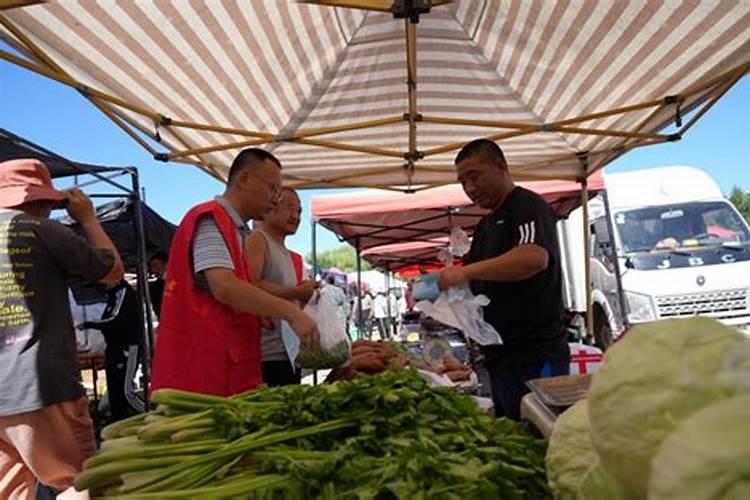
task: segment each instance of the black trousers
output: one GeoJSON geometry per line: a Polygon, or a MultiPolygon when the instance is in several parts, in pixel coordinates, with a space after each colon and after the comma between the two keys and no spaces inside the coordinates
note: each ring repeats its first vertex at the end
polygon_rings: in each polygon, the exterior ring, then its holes
{"type": "Polygon", "coordinates": [[[297,385],[302,381],[300,370],[293,370],[289,361],[264,361],[263,382],[269,387],[297,385]]]}
{"type": "Polygon", "coordinates": [[[570,373],[569,360],[516,363],[510,360],[485,361],[492,386],[492,402],[496,417],[521,420],[521,398],[531,392],[528,380],[555,377],[570,373]]]}

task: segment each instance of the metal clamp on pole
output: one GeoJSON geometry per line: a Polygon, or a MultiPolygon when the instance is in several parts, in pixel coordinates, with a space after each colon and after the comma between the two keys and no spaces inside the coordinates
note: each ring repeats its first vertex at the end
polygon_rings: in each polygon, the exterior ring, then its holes
{"type": "Polygon", "coordinates": [[[414,24],[419,22],[420,15],[427,14],[431,9],[431,0],[395,0],[391,6],[395,19],[409,18],[414,24]]]}

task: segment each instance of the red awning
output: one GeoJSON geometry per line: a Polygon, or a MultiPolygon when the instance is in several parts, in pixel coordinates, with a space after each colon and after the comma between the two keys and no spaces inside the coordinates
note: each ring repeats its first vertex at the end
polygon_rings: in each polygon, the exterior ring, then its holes
{"type": "MultiPolygon", "coordinates": [[[[522,182],[540,194],[559,217],[580,206],[580,184],[571,181],[522,182]]],[[[588,179],[593,194],[604,188],[600,172],[588,179]]],[[[357,246],[376,267],[399,269],[412,264],[433,265],[437,250],[447,244],[451,227],[469,235],[485,210],[472,204],[458,184],[414,194],[366,190],[314,196],[315,221],[357,246]]]]}

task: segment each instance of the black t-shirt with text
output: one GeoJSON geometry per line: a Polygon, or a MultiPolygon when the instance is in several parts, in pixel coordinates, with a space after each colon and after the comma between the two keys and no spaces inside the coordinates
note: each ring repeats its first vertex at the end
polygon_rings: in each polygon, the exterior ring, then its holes
{"type": "Polygon", "coordinates": [[[113,262],[59,222],[0,210],[0,416],[84,395],[68,286],[113,262]]]}
{"type": "Polygon", "coordinates": [[[474,294],[490,299],[484,318],[503,339],[503,345],[483,349],[488,361],[524,363],[570,357],[562,322],[562,273],[555,217],[544,199],[516,187],[500,207],[479,222],[464,263],[491,259],[526,244],[547,250],[549,264],[544,271],[518,282],[471,282],[474,294]]]}

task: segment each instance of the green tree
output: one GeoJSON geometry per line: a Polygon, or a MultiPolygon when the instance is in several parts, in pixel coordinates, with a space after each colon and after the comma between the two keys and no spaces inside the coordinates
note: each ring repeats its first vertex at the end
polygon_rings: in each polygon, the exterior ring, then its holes
{"type": "MultiPolygon", "coordinates": [[[[305,256],[305,261],[312,264],[312,254],[305,256]]],[[[357,270],[357,254],[349,245],[343,245],[325,252],[318,252],[318,267],[335,267],[342,271],[353,272],[357,270]]],[[[370,264],[362,259],[362,270],[372,269],[370,264]]]]}
{"type": "Polygon", "coordinates": [[[745,220],[750,223],[750,190],[743,191],[739,186],[732,188],[732,194],[729,195],[729,201],[737,207],[745,220]]]}

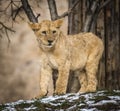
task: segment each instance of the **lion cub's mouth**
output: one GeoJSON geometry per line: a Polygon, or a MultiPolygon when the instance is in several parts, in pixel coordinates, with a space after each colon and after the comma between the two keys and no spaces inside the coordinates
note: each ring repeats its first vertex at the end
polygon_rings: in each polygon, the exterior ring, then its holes
{"type": "Polygon", "coordinates": [[[51,47],[53,47],[54,44],[53,43],[52,44],[50,44],[50,43],[48,43],[48,44],[41,43],[41,45],[43,45],[44,47],[50,47],[51,48],[51,47]]]}
{"type": "Polygon", "coordinates": [[[44,43],[41,39],[37,38],[38,44],[40,47],[46,47],[46,48],[52,48],[55,46],[57,39],[55,40],[47,40],[46,43],[44,43]]]}
{"type": "Polygon", "coordinates": [[[37,39],[37,41],[38,41],[38,43],[39,43],[40,46],[42,46],[42,47],[48,47],[48,48],[53,47],[54,44],[55,44],[55,42],[56,42],[56,41],[48,41],[48,43],[46,44],[46,43],[43,43],[40,39],[37,39]]]}

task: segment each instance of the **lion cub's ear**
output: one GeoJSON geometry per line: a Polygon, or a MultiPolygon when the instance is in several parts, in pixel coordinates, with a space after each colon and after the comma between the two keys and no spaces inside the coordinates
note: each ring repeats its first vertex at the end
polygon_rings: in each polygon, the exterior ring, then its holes
{"type": "Polygon", "coordinates": [[[53,23],[55,24],[56,28],[60,28],[62,26],[63,19],[55,20],[55,21],[53,21],[53,23]]]}
{"type": "Polygon", "coordinates": [[[28,25],[33,31],[38,31],[40,29],[40,23],[28,22],[28,25]]]}

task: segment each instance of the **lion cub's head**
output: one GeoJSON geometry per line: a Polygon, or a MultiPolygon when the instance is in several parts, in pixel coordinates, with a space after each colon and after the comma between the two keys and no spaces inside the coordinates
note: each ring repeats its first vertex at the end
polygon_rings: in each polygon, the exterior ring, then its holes
{"type": "Polygon", "coordinates": [[[44,20],[41,23],[29,23],[29,26],[37,36],[39,45],[42,47],[51,48],[55,45],[62,25],[63,20],[56,21],[44,20]]]}

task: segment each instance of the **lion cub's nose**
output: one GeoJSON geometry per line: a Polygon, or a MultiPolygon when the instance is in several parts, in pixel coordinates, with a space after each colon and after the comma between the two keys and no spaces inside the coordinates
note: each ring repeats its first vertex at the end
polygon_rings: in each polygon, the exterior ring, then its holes
{"type": "Polygon", "coordinates": [[[52,42],[53,42],[52,40],[48,40],[49,45],[51,45],[51,44],[52,44],[52,42]]]}

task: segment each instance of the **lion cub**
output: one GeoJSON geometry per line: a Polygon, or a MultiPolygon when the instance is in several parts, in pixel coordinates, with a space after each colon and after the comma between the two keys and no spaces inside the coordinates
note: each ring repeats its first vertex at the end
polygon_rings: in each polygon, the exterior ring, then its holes
{"type": "Polygon", "coordinates": [[[63,35],[62,19],[30,23],[34,31],[41,56],[40,96],[47,94],[52,69],[58,70],[56,94],[66,93],[70,70],[79,72],[79,92],[96,91],[96,72],[103,53],[103,42],[92,33],[63,35]]]}

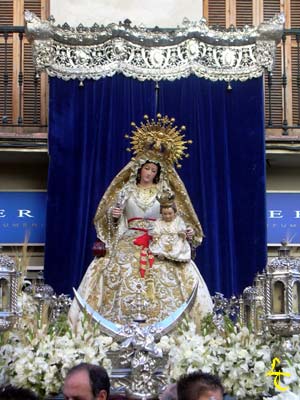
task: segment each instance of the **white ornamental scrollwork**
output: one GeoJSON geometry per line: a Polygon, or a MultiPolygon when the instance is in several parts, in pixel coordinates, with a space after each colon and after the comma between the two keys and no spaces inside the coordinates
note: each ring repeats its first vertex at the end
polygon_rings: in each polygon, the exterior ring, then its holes
{"type": "Polygon", "coordinates": [[[144,80],[175,80],[194,74],[213,81],[245,81],[271,70],[284,18],[257,28],[227,31],[185,21],[175,30],[55,26],[26,12],[27,36],[37,70],[59,78],[100,79],[123,73],[144,80]]]}

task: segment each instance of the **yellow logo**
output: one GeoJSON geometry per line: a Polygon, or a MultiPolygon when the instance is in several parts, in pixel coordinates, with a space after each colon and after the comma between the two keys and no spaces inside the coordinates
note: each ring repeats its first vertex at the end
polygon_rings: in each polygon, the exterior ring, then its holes
{"type": "Polygon", "coordinates": [[[280,377],[281,376],[291,376],[291,374],[289,372],[275,371],[276,364],[280,364],[280,359],[277,357],[274,357],[272,360],[272,369],[266,373],[266,376],[274,376],[274,386],[281,392],[285,392],[289,388],[280,386],[280,377]]]}

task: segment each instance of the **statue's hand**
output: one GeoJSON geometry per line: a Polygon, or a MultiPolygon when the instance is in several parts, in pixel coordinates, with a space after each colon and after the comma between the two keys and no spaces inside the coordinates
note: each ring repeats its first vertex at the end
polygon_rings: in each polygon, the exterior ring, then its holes
{"type": "Polygon", "coordinates": [[[191,226],[186,228],[186,237],[188,240],[192,240],[194,236],[194,229],[191,226]]]}
{"type": "Polygon", "coordinates": [[[182,239],[186,239],[186,232],[185,231],[178,232],[178,236],[181,237],[182,239]]]}
{"type": "Polygon", "coordinates": [[[111,215],[112,215],[114,218],[119,219],[119,218],[121,217],[121,215],[122,215],[122,209],[119,208],[119,207],[114,207],[114,208],[111,210],[111,215]]]}

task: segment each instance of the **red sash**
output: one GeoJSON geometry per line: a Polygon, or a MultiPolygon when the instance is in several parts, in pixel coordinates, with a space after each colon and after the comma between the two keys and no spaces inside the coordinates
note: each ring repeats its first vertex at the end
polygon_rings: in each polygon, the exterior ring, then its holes
{"type": "MultiPolygon", "coordinates": [[[[138,220],[141,218],[132,218],[128,222],[130,222],[134,219],[138,220]]],[[[153,221],[154,221],[154,219],[153,219],[153,221]]],[[[138,236],[133,241],[133,243],[135,245],[137,245],[141,248],[141,251],[140,251],[140,275],[142,278],[144,278],[147,266],[149,265],[149,268],[152,268],[152,265],[154,263],[154,256],[151,253],[151,251],[149,250],[149,243],[150,243],[150,240],[152,239],[152,236],[148,234],[148,231],[145,228],[138,228],[138,227],[135,228],[134,227],[134,228],[129,228],[129,229],[134,229],[137,231],[144,232],[143,235],[138,236]]]]}

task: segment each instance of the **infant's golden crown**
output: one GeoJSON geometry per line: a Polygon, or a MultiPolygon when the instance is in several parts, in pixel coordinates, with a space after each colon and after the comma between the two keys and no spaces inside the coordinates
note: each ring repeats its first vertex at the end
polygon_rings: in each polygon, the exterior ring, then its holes
{"type": "Polygon", "coordinates": [[[156,196],[160,205],[163,207],[172,207],[175,203],[175,194],[171,191],[164,191],[156,196]]]}

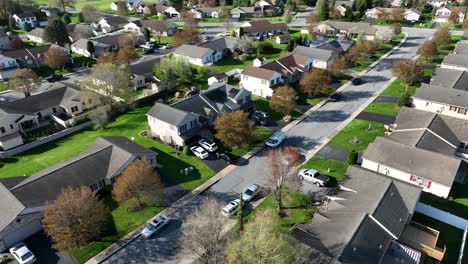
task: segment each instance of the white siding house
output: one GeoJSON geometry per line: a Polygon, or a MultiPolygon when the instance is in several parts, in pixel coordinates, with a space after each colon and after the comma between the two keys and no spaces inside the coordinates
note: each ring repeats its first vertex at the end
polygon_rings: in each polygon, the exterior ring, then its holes
{"type": "Polygon", "coordinates": [[[222,54],[215,50],[185,44],[174,51],[174,56],[185,58],[198,66],[209,66],[222,58],[222,54]]]}
{"type": "Polygon", "coordinates": [[[2,56],[0,54],[0,80],[5,81],[11,78],[18,68],[16,59],[2,56]]]}
{"type": "Polygon", "coordinates": [[[271,97],[274,87],[281,84],[281,74],[268,69],[249,66],[241,75],[242,87],[261,97],[271,97]]]}

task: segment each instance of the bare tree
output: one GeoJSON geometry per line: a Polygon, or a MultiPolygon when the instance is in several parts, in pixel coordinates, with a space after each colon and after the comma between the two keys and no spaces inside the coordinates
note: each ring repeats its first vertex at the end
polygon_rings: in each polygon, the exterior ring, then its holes
{"type": "Polygon", "coordinates": [[[117,13],[119,16],[126,16],[128,13],[127,3],[125,1],[117,2],[117,13]]]}
{"type": "Polygon", "coordinates": [[[133,47],[134,44],[135,43],[133,41],[133,38],[130,37],[129,35],[122,34],[117,37],[117,46],[119,46],[119,48],[125,47],[125,46],[133,47]]]}
{"type": "Polygon", "coordinates": [[[296,108],[296,91],[288,86],[281,86],[275,89],[273,96],[270,98],[270,108],[276,112],[289,115],[296,108]]]}
{"type": "Polygon", "coordinates": [[[146,206],[141,197],[161,189],[161,178],[151,162],[145,159],[135,160],[117,177],[112,197],[118,202],[136,199],[136,204],[131,207],[141,210],[146,206]]]}
{"type": "Polygon", "coordinates": [[[183,44],[195,45],[200,42],[200,35],[196,27],[184,27],[183,30],[178,30],[174,33],[173,39],[172,44],[174,47],[183,44]]]}
{"type": "Polygon", "coordinates": [[[392,72],[398,79],[404,81],[406,88],[408,88],[413,82],[422,78],[423,66],[415,60],[400,59],[393,64],[392,72]]]}
{"type": "Polygon", "coordinates": [[[218,253],[223,249],[223,226],[226,219],[220,214],[222,204],[215,198],[206,198],[185,221],[181,246],[201,263],[218,263],[218,253]]]}
{"type": "Polygon", "coordinates": [[[257,212],[240,239],[229,244],[228,263],[306,263],[306,251],[280,228],[279,217],[271,210],[257,212]]]}
{"type": "Polygon", "coordinates": [[[449,45],[452,40],[450,28],[445,25],[439,27],[439,29],[434,32],[434,35],[432,35],[432,40],[437,44],[437,46],[449,45]]]}
{"type": "Polygon", "coordinates": [[[311,12],[310,15],[307,17],[307,24],[309,25],[309,34],[313,35],[315,31],[315,26],[317,23],[320,22],[319,18],[314,12],[311,12]]]}
{"type": "Polygon", "coordinates": [[[266,186],[272,191],[278,210],[283,207],[285,191],[299,191],[302,181],[298,177],[301,155],[294,147],[271,149],[265,166],[266,186]]]}
{"type": "Polygon", "coordinates": [[[430,59],[432,62],[434,57],[439,54],[439,48],[433,40],[427,40],[421,46],[419,46],[416,54],[423,56],[426,61],[430,59]]]}
{"type": "Polygon", "coordinates": [[[330,88],[330,77],[326,71],[319,68],[313,68],[311,72],[306,73],[304,79],[299,82],[300,89],[309,97],[323,93],[330,88]]]}
{"type": "Polygon", "coordinates": [[[117,60],[122,64],[130,64],[136,59],[138,59],[138,53],[131,46],[123,46],[117,52],[117,60]]]}
{"type": "Polygon", "coordinates": [[[44,54],[44,62],[52,69],[60,69],[70,62],[70,56],[60,47],[51,47],[44,54]]]}
{"type": "Polygon", "coordinates": [[[62,9],[63,12],[66,12],[66,7],[73,7],[75,0],[52,0],[52,3],[62,9]]]}
{"type": "Polygon", "coordinates": [[[110,120],[109,112],[103,108],[94,110],[88,117],[93,122],[95,129],[106,128],[110,120]]]}
{"type": "MultiPolygon", "coordinates": [[[[129,74],[118,65],[111,63],[97,64],[91,71],[90,80],[82,81],[88,90],[83,90],[85,98],[95,98],[103,105],[113,108],[118,96],[126,97],[131,93],[129,74]]],[[[115,110],[115,109],[113,109],[115,110]]]]}
{"type": "Polygon", "coordinates": [[[89,187],[64,189],[47,203],[42,227],[58,250],[86,246],[106,231],[109,209],[89,187]]]}
{"type": "Polygon", "coordinates": [[[163,36],[164,32],[167,32],[169,29],[169,23],[167,21],[161,21],[157,23],[153,27],[153,31],[156,33],[158,37],[158,44],[161,44],[161,37],[163,36]]]}
{"type": "Polygon", "coordinates": [[[255,137],[249,115],[243,111],[223,112],[214,122],[215,137],[231,148],[247,147],[255,137]]]}
{"type": "Polygon", "coordinates": [[[86,4],[81,9],[81,14],[83,15],[85,22],[94,22],[98,18],[96,7],[90,4],[86,4]]]}
{"type": "Polygon", "coordinates": [[[32,90],[41,82],[41,78],[29,68],[17,69],[15,75],[8,82],[8,87],[14,91],[31,96],[32,90]]]}

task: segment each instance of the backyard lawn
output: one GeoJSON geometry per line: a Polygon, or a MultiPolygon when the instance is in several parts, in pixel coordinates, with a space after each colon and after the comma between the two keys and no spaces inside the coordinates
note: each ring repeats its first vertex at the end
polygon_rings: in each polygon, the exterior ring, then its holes
{"type": "MultiPolygon", "coordinates": [[[[416,92],[416,88],[419,87],[419,83],[408,86],[408,92],[413,95],[416,92]]],[[[406,86],[402,84],[402,81],[393,81],[380,95],[381,96],[395,96],[401,97],[406,91],[406,86]]]]}
{"type": "Polygon", "coordinates": [[[119,205],[112,199],[110,189],[102,190],[100,195],[103,197],[105,204],[111,210],[113,221],[109,224],[108,235],[90,243],[86,247],[70,252],[77,263],[85,263],[87,260],[164,209],[163,207],[158,206],[154,199],[146,197],[143,199],[148,205],[145,209],[139,212],[128,212],[128,206],[134,201],[128,201],[119,205]]]}
{"type": "MultiPolygon", "coordinates": [[[[463,230],[417,212],[414,214],[412,220],[420,224],[426,225],[430,228],[439,230],[440,234],[439,239],[437,240],[437,247],[441,249],[443,249],[444,246],[447,247],[445,257],[442,260],[442,264],[457,263],[458,255],[460,254],[460,245],[462,242],[463,230]]],[[[464,253],[465,258],[462,263],[467,263],[467,252],[465,251],[464,253]]]]}
{"type": "Polygon", "coordinates": [[[364,109],[364,112],[377,113],[388,116],[397,116],[400,106],[394,103],[371,103],[364,109]]]}
{"type": "Polygon", "coordinates": [[[135,142],[158,153],[161,173],[174,179],[187,190],[193,190],[214,175],[205,163],[195,156],[178,155],[171,147],[140,137],[148,129],[146,113],[150,107],[141,107],[118,117],[105,129],[87,129],[46,145],[33,148],[13,158],[0,161],[0,177],[30,175],[79,154],[98,136],[134,137],[135,142]],[[28,166],[24,166],[28,164],[28,166]],[[181,177],[179,170],[193,166],[195,172],[181,177]]]}
{"type": "Polygon", "coordinates": [[[8,83],[7,82],[0,82],[0,92],[8,90],[8,83]]]}
{"type": "MultiPolygon", "coordinates": [[[[275,121],[283,120],[283,114],[275,112],[270,108],[269,100],[256,95],[252,96],[252,100],[255,103],[255,110],[267,112],[268,117],[275,121]]],[[[297,108],[291,113],[293,119],[298,118],[301,115],[302,112],[297,108]]]]}
{"type": "Polygon", "coordinates": [[[348,169],[348,165],[343,162],[322,158],[317,155],[306,161],[302,167],[306,169],[318,170],[323,174],[335,178],[337,182],[341,181],[346,170],[348,169]],[[330,171],[328,171],[328,169],[330,169],[330,171]]]}
{"type": "MultiPolygon", "coordinates": [[[[49,0],[34,0],[34,2],[38,5],[50,5],[49,0]]],[[[111,4],[112,2],[115,2],[113,0],[76,0],[74,1],[74,7],[76,9],[83,8],[85,5],[92,5],[94,6],[98,11],[112,11],[111,10],[111,4]]]]}
{"type": "Polygon", "coordinates": [[[354,119],[328,144],[348,150],[362,151],[377,136],[383,136],[383,134],[384,125],[382,123],[354,119]]]}
{"type": "Polygon", "coordinates": [[[430,193],[422,193],[421,202],[443,211],[468,219],[468,184],[454,183],[449,199],[443,199],[430,193]]]}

= = = = =

Problem to work on
In the listing above, find every line with the word "black" and copy it.

Output below
task: segment each instance of the black trousers
task: segment each instance of the black t-shirt with text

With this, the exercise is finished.